#### WORK INSTRUCTION
The pictures must be left out, while the rest of the data is copied exactly.

══ SUPPLIED DATA

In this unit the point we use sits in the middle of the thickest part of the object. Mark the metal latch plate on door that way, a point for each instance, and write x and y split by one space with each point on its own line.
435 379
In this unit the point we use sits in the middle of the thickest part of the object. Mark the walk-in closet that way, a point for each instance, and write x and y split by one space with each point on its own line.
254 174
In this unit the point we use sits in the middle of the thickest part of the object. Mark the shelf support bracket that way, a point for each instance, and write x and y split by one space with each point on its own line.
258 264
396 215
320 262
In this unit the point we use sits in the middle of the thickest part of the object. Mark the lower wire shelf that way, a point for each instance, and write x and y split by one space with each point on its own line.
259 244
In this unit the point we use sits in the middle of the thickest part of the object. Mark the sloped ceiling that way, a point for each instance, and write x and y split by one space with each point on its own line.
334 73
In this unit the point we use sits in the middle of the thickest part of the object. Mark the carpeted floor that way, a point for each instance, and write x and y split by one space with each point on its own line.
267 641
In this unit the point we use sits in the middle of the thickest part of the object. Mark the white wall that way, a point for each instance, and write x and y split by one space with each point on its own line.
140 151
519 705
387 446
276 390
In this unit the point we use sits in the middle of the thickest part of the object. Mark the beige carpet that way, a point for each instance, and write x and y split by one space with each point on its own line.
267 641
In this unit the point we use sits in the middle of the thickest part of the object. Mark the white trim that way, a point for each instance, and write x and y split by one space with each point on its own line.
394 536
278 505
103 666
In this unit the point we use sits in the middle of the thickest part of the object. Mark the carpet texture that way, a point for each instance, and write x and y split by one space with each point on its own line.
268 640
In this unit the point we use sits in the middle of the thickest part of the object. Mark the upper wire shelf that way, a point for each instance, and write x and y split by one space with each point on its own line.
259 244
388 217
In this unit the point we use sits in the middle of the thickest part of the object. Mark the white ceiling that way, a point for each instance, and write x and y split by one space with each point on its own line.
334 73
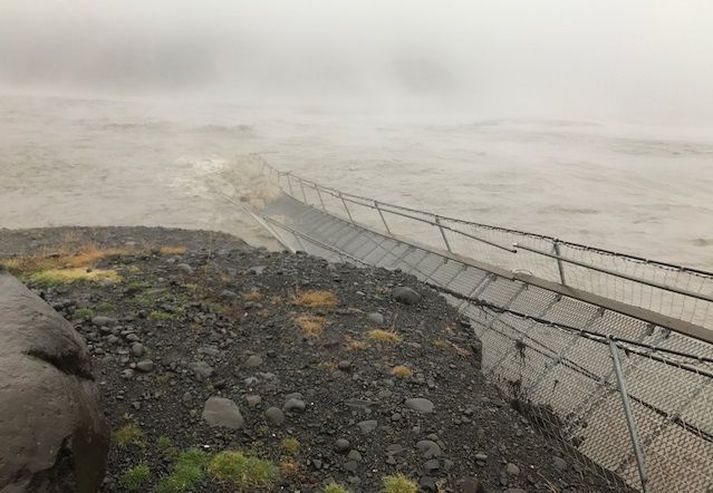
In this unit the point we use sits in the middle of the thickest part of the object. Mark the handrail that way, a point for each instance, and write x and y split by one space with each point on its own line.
617 274
680 268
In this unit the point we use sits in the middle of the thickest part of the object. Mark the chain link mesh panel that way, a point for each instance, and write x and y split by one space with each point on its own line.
549 354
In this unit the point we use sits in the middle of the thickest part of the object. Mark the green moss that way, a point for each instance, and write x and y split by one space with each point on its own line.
161 315
398 483
135 477
245 473
290 445
83 314
187 471
104 307
129 434
335 488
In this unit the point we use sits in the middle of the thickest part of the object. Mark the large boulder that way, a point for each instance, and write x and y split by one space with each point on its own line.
53 435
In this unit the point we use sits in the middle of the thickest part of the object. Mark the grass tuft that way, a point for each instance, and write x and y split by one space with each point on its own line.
311 325
253 296
135 477
383 335
398 483
334 488
187 471
55 277
401 371
129 434
315 299
161 315
245 473
290 445
172 250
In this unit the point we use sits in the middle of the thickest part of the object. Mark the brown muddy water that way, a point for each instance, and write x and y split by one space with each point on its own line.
641 190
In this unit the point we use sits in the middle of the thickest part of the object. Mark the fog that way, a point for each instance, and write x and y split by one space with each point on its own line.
631 60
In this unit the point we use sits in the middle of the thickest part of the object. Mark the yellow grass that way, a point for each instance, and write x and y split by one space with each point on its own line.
311 325
172 250
383 335
85 256
65 276
354 345
401 371
315 299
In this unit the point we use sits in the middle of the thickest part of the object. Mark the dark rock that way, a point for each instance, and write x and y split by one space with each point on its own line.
406 295
420 405
219 411
52 428
145 365
275 416
367 426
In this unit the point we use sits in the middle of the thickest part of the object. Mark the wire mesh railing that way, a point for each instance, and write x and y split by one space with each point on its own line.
674 291
626 392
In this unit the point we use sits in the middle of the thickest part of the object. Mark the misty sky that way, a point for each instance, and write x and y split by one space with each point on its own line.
638 60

════

#### ANSWER SPACE
In this unit the point we use sits in the middle of the thickest part of the object. Mark the metal latch plate on door that way, a point for each instance, and write x and y split by one space with each point on its own line.
435 379
In this unit the point we use sits in the middle of the thickest part of the object. Mark the walk-in closet that way, a point for each instance, and write x and y split by one space with each point on its own line.
254 174
In this unit the point we use sits in the middle of the thickest part of the object. Mark the shelf support bracket that way, a point for each instance, and write x and y split by one space with each point on its own line.
258 264
396 215
320 262
In this unit the point we use sits in the middle of the thickest part of the object. Mark the lower wire shelf that way, a point for each instance, and write x and y split by one space with each point on its own line.
259 244
In this unit the point we use sits in the middle of the thickest part of the object. Mark the sloped ceiling that way, a point for each instance, and write x and y split by one space with each point on its own line.
334 73
In this unit the point we use sits in the middle of the thickest part of the object. Mark the carpeted floor that way, a point for each instance, and write x and y split by one space with each point on its own line.
267 641
In this unit the point we use sits in the middle of the thickest part of the object. Mark the white wall that way, a point for each instance, and write x and y split by one space with each point on its own line.
140 151
519 705
387 446
276 390
In this unit the point we use sits in the middle of the thickest part of the object. Mark the beige carpet that way, a point for each instance, and write x and y split by one space with each point on its own line.
267 641
In this unit the point we use sits in the middle of the thickest part of the object. Mark the white trim that way, a point for each instance, and write x and y split by one space with each point on its own line.
394 536
278 505
103 666
In this unit the point we use sits in the middle of the thickest part of the object. Mark the carpet texture that way, a point for each instance, and write x and y split by one space with each point on its own line.
268 640
In this unit the point we use sits in the middle of the thickest part of the object. Mark the upper wire shelf that way, a point for each instance, and write x and y split by one space with each point on its own line.
259 244
388 217
In this unit the point we use sits in the middle of the thickest part of the object. Mark the white ceiling that way, a point for each instance, and write x and y split by one space with each point on its own line.
334 73
In this unit the point we use sits in the middle of the thickest part of the object. Mark the handrail that way, a point for each instance, and write x and y split by one space with each point on its own line.
617 274
680 268
In this unit the point we use sits in the middle of the thickest part of the object. Mark the chain link mesh panel that way, a point for each instance, and write x and y split by one space with each point on its own line.
549 354
In this unit the point we use sits in the middle of the thickest part of the object. Mark the green moss that way, a point for each instance, and write x and y split by one space with each point on its own line.
161 315
398 483
135 477
245 473
290 445
83 314
187 471
104 307
129 434
335 488
In this unit the point we use sits in the middle of the thickest part of the object. Mark the large boulder that way, a point for each instance, and write x and y split by one space with each point on its own line.
53 435
In this unit the point we use sits in the middle of the thickest part of the object. Mark the grass tuft that way, a point for each instance, and write x and y split by one space with each point on its own line.
311 325
253 296
135 477
383 335
398 483
334 488
187 471
55 277
401 371
129 434
315 299
161 315
245 473
290 445
172 250
In this unit the point we use sits in the middle of the thickest part of the object. Mark the brown muddy water that way, a point for each instance, and write x and y split by one space with each point on its own line.
641 190
In this unit the point we use sits in the middle of the thickest part of the object. Mark the fog that way, a point for each instance, and write x and y split by one space with each point on its own line.
631 60
In this unit the point we use sits in the middle of the thickest part of the object. Mark the yellow grass that way, a point for each instance, and write x and y split by one space with each point on its own line.
311 325
172 250
383 335
85 256
65 276
354 345
401 371
315 299
In this unit the point we use sits in the middle of the thickest part of the object. Mark the dark rock that way, a point for each instance, and write x and y split by one space with each point on its own line.
406 295
420 405
219 411
52 428
145 365
275 416
367 426
In this unit the point we use sits in the middle of the thickest part of the object. Mark the wire mesh railing that way, a point for each instance, and write x and y split by one space with each point on its own line.
674 291
626 392
In this unit the point we use sits in the middle of the thickest part of the object. Mark the misty sky that way, a point for each instance, and write x and y split by one space with each point on its own line.
638 60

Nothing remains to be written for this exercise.